Activity: Reproduce word for word the part of the stimulus check article between "Full stimulus checks" and "reduced by $5.", inclusive.

Coronavirus stimulus payments have been hitting bank accounts and mailboxes for several weeks now. These COVID-19 relief payments meant to help families during the great lockdown are valued at up to $1,200 per adult and $500 for each dependent child.

If you've received your money but got less than you expected, you aren't alone. Unfortunately, there are two key reasons why your stimulus check may be smaller than you were hoping for. 

1040 form with check from the U.S. treasury sitting in front of it.

Image source: Getty Images.

1. The IRS doesn't know about your dependents

For each eligible dependent child under 17, you should get an additional $500 in COVID-19 stimulus money. If you didn't get the extra money for your kids, your payment will be much smaller than anticipated.

The IRS may not know to send money for your dependents if:

  • They weren't declared on your most recent tax return. The IRS will get your information from either your 2018 or 2019 tax return. If you adopted a child or had a baby in 2019 but didn't file a return for that year yet, the IRS won't know it. Likewise, if your new family member didn't arrive until 2020, the IRS won't be aware. 
  • The IRS got your info from the Social Security Administration or Veterans Administration: If you don't file a tax return but you receive SSI benefits, Social Security Disability benefits, survivor benefits, retirement benefits, railroad retirement benefits, or veterans benefits, the IRS can get your info from the Social Security Administration or VA. This won't have details about your dependents, though. 

Remember, only children under 17 who are related to you by blood or marriage and who you can claim as a dependent on your tax return are counted. If you are claiming a college student or disabled adult relative as a dependent, you won't get the stimulus money for them. 

2. The IRS considered your income from a different year than you expected

Your check might also be smaller than you anticipated if the IRS is looking at a different year's income than you expected.

Full stimulus checks are available only if your adjusted gross income is below $75,000 for single filers and $150,000 for joint filers. For each $100 above the income limits, the amount of your stimulus check is reduced by $5.

Dataset entries:
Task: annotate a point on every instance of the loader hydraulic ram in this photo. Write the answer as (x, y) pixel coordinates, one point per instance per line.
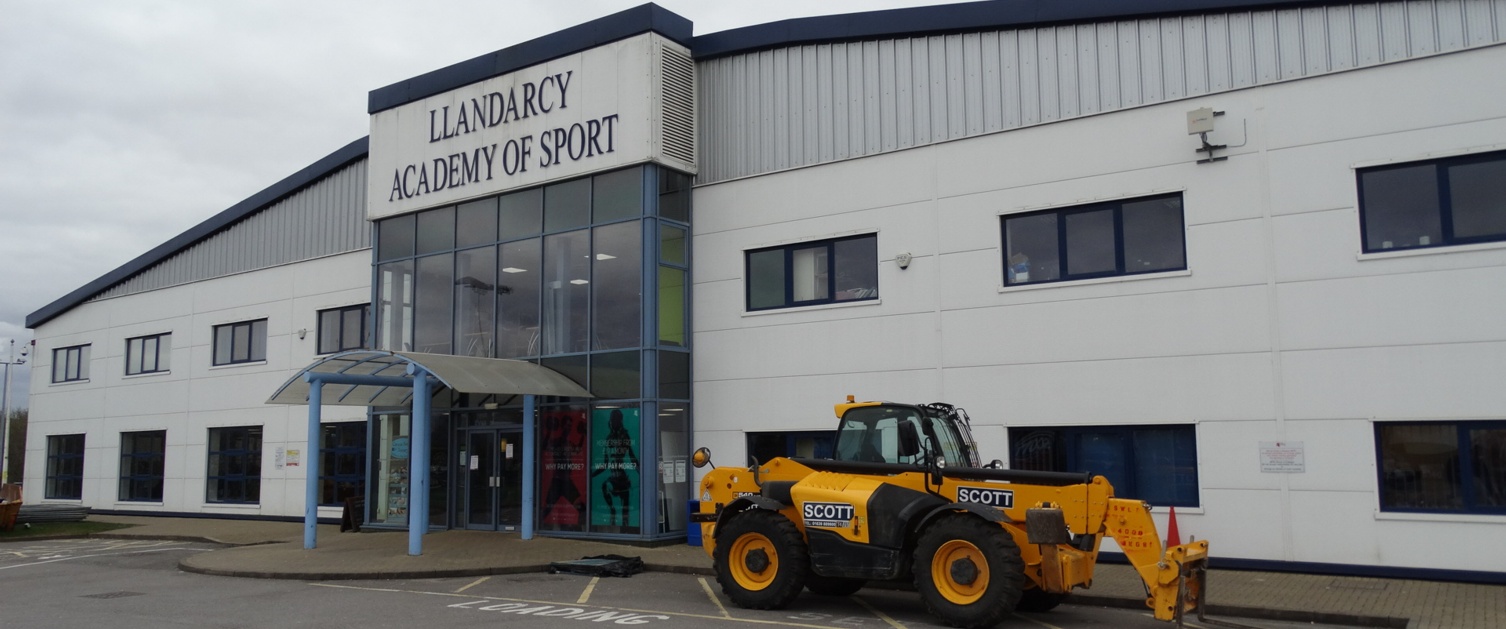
(905, 498)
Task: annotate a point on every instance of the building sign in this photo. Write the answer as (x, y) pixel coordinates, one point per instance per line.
(576, 115)
(1282, 458)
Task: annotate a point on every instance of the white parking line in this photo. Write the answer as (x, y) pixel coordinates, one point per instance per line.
(559, 607)
(591, 586)
(472, 584)
(54, 559)
(880, 614)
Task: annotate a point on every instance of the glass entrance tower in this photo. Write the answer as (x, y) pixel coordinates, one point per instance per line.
(588, 277)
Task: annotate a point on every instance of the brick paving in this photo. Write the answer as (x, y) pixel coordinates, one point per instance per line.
(274, 549)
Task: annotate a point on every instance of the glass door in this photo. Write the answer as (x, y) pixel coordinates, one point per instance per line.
(493, 479)
(479, 507)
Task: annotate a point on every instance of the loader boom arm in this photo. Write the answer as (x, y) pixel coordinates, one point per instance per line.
(1173, 577)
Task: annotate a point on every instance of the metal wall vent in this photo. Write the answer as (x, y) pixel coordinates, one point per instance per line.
(678, 110)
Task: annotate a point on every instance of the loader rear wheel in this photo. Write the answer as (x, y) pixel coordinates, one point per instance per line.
(969, 571)
(1036, 599)
(761, 560)
(833, 586)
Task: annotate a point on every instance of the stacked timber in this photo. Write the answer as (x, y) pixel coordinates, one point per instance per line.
(50, 513)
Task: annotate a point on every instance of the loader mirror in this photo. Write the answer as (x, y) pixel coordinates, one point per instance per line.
(908, 440)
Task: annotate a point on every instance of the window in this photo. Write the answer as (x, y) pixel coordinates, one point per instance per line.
(1443, 467)
(65, 467)
(1155, 464)
(244, 342)
(71, 364)
(1434, 203)
(342, 328)
(342, 462)
(1100, 240)
(806, 444)
(813, 273)
(235, 465)
(148, 354)
(142, 464)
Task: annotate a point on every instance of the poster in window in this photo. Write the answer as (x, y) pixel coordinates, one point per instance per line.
(615, 468)
(563, 476)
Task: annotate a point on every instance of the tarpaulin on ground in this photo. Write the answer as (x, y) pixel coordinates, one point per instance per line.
(600, 566)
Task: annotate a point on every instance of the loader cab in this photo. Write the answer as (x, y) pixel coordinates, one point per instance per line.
(902, 434)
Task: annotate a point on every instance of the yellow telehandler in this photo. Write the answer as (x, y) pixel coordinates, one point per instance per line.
(905, 498)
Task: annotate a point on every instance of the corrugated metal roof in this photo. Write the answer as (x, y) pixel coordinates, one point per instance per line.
(217, 223)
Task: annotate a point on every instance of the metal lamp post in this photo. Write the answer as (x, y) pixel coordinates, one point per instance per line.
(5, 405)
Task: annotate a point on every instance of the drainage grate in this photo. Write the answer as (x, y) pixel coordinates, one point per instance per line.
(115, 595)
(1354, 584)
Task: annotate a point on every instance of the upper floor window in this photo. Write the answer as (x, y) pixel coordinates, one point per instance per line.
(342, 328)
(1446, 467)
(71, 364)
(813, 273)
(148, 354)
(244, 342)
(1098, 240)
(65, 467)
(1434, 203)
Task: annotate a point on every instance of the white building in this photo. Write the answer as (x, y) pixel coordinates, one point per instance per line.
(1246, 259)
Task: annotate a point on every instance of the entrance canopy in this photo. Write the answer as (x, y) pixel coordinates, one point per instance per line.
(366, 378)
(460, 373)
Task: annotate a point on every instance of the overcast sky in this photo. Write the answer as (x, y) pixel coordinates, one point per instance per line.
(125, 122)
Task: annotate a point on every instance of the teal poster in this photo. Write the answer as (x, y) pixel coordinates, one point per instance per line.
(615, 468)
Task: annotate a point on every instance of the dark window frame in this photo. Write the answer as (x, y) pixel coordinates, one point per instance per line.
(1463, 465)
(76, 366)
(131, 459)
(339, 334)
(1063, 259)
(1070, 437)
(250, 464)
(788, 280)
(329, 473)
(65, 467)
(250, 340)
(137, 358)
(1446, 226)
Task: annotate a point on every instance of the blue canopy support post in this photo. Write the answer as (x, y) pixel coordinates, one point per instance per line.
(527, 465)
(419, 462)
(310, 485)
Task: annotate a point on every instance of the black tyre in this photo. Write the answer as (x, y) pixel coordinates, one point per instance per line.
(969, 571)
(1036, 599)
(761, 560)
(833, 586)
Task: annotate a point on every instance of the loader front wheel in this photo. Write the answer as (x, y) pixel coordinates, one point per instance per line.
(761, 560)
(969, 571)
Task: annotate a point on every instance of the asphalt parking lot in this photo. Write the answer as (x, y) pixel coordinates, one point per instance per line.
(136, 584)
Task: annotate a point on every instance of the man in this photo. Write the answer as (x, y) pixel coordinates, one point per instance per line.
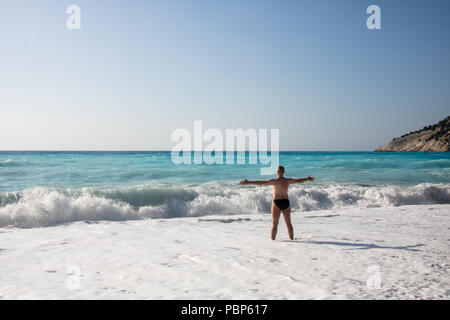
(280, 199)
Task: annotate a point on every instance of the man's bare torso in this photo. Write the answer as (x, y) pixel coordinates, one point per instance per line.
(280, 188)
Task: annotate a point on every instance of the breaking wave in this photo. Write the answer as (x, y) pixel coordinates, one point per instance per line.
(41, 207)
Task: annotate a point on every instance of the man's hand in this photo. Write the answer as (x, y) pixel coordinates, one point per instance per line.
(244, 182)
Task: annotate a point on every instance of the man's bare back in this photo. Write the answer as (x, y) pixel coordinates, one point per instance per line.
(280, 199)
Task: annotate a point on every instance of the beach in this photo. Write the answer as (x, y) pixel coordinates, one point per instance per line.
(370, 253)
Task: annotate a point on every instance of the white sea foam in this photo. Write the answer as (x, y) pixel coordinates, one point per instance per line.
(39, 206)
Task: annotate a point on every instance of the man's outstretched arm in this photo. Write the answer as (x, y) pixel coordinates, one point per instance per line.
(301, 180)
(258, 183)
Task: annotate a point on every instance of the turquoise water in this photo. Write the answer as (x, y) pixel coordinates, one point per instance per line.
(46, 188)
(21, 170)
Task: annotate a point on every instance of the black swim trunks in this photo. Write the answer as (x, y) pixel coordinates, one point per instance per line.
(282, 204)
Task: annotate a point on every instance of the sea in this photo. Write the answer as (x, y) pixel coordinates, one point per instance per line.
(45, 188)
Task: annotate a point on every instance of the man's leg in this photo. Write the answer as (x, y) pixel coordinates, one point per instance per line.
(275, 218)
(287, 219)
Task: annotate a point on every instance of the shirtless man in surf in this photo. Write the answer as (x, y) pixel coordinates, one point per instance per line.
(280, 199)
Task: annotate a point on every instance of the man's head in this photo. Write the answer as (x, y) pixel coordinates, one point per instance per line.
(280, 171)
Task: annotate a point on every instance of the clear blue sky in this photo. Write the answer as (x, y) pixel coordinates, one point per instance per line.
(137, 70)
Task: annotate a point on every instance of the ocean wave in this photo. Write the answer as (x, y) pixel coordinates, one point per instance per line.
(41, 207)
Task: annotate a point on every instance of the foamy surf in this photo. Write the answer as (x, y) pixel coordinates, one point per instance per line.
(42, 207)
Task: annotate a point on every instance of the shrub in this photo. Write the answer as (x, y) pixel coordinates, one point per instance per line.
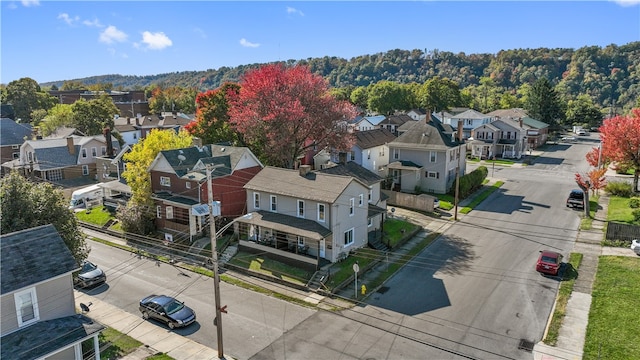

Answer for this exercise:
Full stimulus checks are available only if your adjusted gross income is below $75,000 for single filers and $150,000 for joint filers. For each $100 above the income limits, the amount of your stimulus check is reduced by $5.